SELECTED EXCERPT:
+--
Divine Designed Life Podcast

Episode #345 – The Authentic Life

Girl with fake smile painted on

The Authentic Life
Episode #345

With Martha Kilpatrick and hosted by John Enslow
Special guest: Vicki Harris

(J) God is able, and does send in those to love. It reminds me that, ah, that woman that you said, you believed that God had sent you, into your life to, to really, ah, kind of mentor you, and she refused. And ah, with mentoring would come, would come love, would come vulnerability, would become a lot of things. You just don’t disciple somebody like a teacher, you have to get involved; you have to get your heart in there. You have to love. And so she said no. And then basically…
(M) She wasn’t even, even in a place of a place to say no. She wasn’t developed enough to even recognize that she had a place of responsibility before God. So the refusal was far deeper of Him, and any responsibility, and truth be known it’s the same woman.
(J) Are you kidding me? Oh my-gosh.
(M) She would’ve never, never given herself to anyone else to that degree. That has to be that there was somewhere in her life, God’s purpose and God’s love, and that maybe she shut herself off from it. That’s saying a lot, but everything points to that.
(Vicki) She was afraid of being uncovered or exposed.
(M) I’m sure, I’m sure, yeah, very afraid. And she was after a period of time and the passage of time, she was known. I said that you know, maybe not in the one you heard, but maybe the next one, but yeah in time we are known eventually. May as well be you because we’ll be known. So it’s very tragic.
+--
DATASET CONTENT:
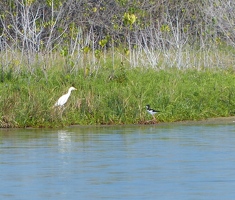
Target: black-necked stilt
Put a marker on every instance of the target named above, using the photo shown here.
(151, 111)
+--
SHORT PROBLEM 1:
Decide whether each statement below agrees with the podcast transcript above, answering yes or no and quoting the words from the transcript that settle it: (a) John Enslow hosts the episode; (b) the woman in question agreed to mentor the speaker; (c) Vicki says the woman was afraid of being uncovered or exposed.
SHORT PROBLEM 2:
Write out the podcast transcript above word for word, from "With Martha Kilpatrick" up to and including "me? Oh my-gosh.".
SHORT PROBLEM 3:
Resume the podcast transcript above from the point at which it stops.

EXERCISE RESPONSE 1:
(a) Yes: "With Martha Kilpatrick and hosted by John Enslow"
(b) No: "and she refused"
(c) Yes: "She was afraid of being uncovered or exposed."

EXERCISE RESPONSE 2:
With Martha Kilpatrick and hosted by John Enslow
Special guest: Vicki Harris

(J) God is able, and does send in those to love. It reminds me that, ah, that woman that you said, you believed that God had sent you, into your life to, to really, ah, kind of mentor you, and she refused. And ah, with mentoring would come, would come love, would come vulnerability, would become a lot of things. You just don’t disciple somebody like a teacher, you have to get involved; you have to get your heart in there. You have to love. And so she said no. And then basically…
(M) She wasn’t even, even in a place of a place to say no. She wasn’t developed enough to even recognize that she had a place of responsibility before God. So the refusal was far deeper of Him, and any responsibility, and truth be known it’s the same woman.
(J) Are you kidding me? Oh my-gosh.

EXERCISE RESPONSE 3:
(Vicki) Even that is God’s love; that He would send someone to free us from our own trappings, of what our own choices have made of our life. He is so loving to do that.
(M) One of the things I told in the conference was about Jennifer, that her breakthrough was God’s wrath, and His confrontation of her. She thought she was hiding pretty well, but when God came after her, He told her who she was, and He knew everything of the woman at the well was so relieved. I believe that’s proof of what you said, the woman at the well was so relieved, He told me everything I ever did. And didn’t hate you or abandon me. And she said I’ve been so afraid of being known, and once I knew I was, I knew it was love.
(J) Hmm.
(M) And it was a relief.
(Vicki) What we don’t understand either is that the thing we are the most afraid of in being exposed is actually the door to the, to the freedom of His love, to be able to be free to love someone else. And it’s all Him; it is all, His coming after us in love.
(M) And I don’t believe that He leaves anybody without a plan. I think it’s we who fail on our end of the job. Because I just, nobody can cry out to Him that He doesn’t hear. That’s poorly said, but. It’s like Jesus said, “Do you want to be healed?” And the man said I’ve been here 38 years, of course. But, and for so many the issue is do we want to come out? Do you really want an authentic life? And if you don’t, He will let you have that choice. But if you do, God will move heaven and earth to help you and meet you. Wow, that’s like we uncovered a treasure in this vale didn’t we?
(Vicki) Maslow’s hierarchy of need, oh my-gosh, that just changes so much of my own understanding of encounter’s with children twenty years ago. You know when…. Wow. But you told us, you told us at the conference that the culmination is love, our, the expectation of our life, the summation of that is love. How did we love? And did we love?
(M) And did we let ourselves need His love. I came to His love through need, desperate need. I don’t know that there’s any other way we can receive His love on any other ground than that.
(Vicki) I think all the lies help show us what isn’t love. Because I think we do have to come in just absolute desperation for the reality of what love is. Because we have in our persona and in our life of lies and stealing what looks like the great life in someone else we find another lie, and then we just trump that with another lie from someone else. So until we are so desperate for reality and need of His love, we can’t, we’re not ready I guess.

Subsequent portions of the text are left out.